TO BE DONE:
Copy the records below verbatim, starting at the line containing "[mark] the beard" and continuing through the final line of the records.

[Rows from a dataset]
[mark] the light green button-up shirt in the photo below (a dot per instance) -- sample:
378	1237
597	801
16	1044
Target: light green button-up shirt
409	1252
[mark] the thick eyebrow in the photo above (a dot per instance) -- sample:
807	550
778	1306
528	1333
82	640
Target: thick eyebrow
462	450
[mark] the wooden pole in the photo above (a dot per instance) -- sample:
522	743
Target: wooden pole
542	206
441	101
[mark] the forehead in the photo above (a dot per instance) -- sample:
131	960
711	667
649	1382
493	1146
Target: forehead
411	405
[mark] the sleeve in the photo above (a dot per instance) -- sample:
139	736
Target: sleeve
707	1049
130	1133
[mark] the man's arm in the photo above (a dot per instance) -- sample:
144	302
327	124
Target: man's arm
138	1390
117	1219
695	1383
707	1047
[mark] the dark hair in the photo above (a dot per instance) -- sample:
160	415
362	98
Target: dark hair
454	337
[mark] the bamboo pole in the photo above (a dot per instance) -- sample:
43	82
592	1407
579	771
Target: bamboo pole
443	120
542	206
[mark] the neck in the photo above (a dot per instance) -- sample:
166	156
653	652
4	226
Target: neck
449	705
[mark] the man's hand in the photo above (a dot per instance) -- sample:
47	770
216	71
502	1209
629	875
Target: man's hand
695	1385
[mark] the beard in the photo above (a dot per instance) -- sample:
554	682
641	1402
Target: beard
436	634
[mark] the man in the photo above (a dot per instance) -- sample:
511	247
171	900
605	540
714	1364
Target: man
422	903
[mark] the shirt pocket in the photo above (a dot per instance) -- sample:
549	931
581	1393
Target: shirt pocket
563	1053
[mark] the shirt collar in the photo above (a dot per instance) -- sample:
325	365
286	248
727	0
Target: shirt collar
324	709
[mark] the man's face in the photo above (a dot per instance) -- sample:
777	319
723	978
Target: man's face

TASK SOLUTION:
[mark] the beard in the photo above (a dot per instance) -- sample:
554	682
641	1402
Target: beard
436	634
[mark] the man in the photo above (a dot per instance) -- sample:
511	247
171	900
605	540
714	1364
Target: man
422	903
[mark] the shirt pocket in the photo above (a dot per instance) -- sample:
549	931
581	1393
Target: shirt pocket
563	1053
[mark] the shirt collar in the photo above (a dot per instance) -- sample:
325	365
286	248
727	0
Target: shirt collar
324	709
[mark] the man's face in the photo above (a dot per instance) -- sample:
777	319
723	978
Target: man's face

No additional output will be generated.